*DOCUMENT SEGMENT:*
========================

So, going back to the unmodified demo program of SR-7023. That program was meant to pose the following question: Given this exact program, how come the optimizer misses some optimization opportunitites (eg inlining the UInt64(rangeConverted: e) call and vectorizing) unless we wrap the relevant section of code in a func (or immediately called closure)?

And, as shown by my comment about removing the trials-loop, and variants A & B of your extracted wrapped function, it seems like this issue can perhaps be described more clearly like this:

Putting a loop statement around this particular code section will cause some otherwise performed optimizations to be missed, but (surprisingly) this can be worked around by wrapping the code section in an immediately called closure (or a func).

Question. Next time instead of editing the post, can you just do an additional post with the added changes? Otherwise, I don't get it in email so I can't answer your questions line by line. I am just going to copy/paste your post into a comment so I can do that.

Or actually maybe I figured out how to do it... sigh I am still learning how to use this software.

Ah, sorry, about adding so many edits. I tend to re-read and edit my posts some times, trying to improve my attempts at expressing myself clearly about topics I don't really understand, in English ...

No problem. = ).

I am just learning to use Discourse like many others. I found a way to get the output that I want to make it easier to make my points.

Michael

I was referring to a small test program that I wrote based off of your program.

Yes.

I used my own slightly changed version of this.

I noticed the failing bounds check by looking at the loop that I mentioned, noticing that it wasn't vectorized and then I looked to see why it wasn't vectorized. And I noticed that it had the jump to the ud2 from inside the loop. That being said, I wonder if this wouldn't be a good place to have an opt-remark that would tell you why the bounds check was broken or something like that.


Response to the next one.

Instruments is using debug info (which contains inlining information) to provide you with that pretty name of where the instructions came from /before/ inlining.

Instruments tries to determine loops. If it detects a loop, it will indent the assembly. I don't remember if it is Instruments itself that does this though.

I modified the program slightly so that I could eliminate extraneous variables.

I did see that.

Yes. There is pretty clearly a missing optimization here. Want to try to figure out why ; ). I can provide you with some pointers.

My head is spinning. Please do (unless your point was that you already did ...).

========================

*DATA EXCERPT:*

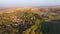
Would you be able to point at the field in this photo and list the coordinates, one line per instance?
(27, 20)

========================

*WHAT THE TASK ASKS:*
Answer each question using the forum thread about missed optimizations.
(a) What does Instruments use to name where instructions came from before inlining?
(b) What did the writer find inside the loop that was not vectorized?
(c) Wrapping the code section in what two things works around the missed optimizations?

*TASK ANSWER:*
(a) Debug info, which contains inlining information.
(b) A jump to the ud2 from inside the loop.
(c) An immediately called closure or a func.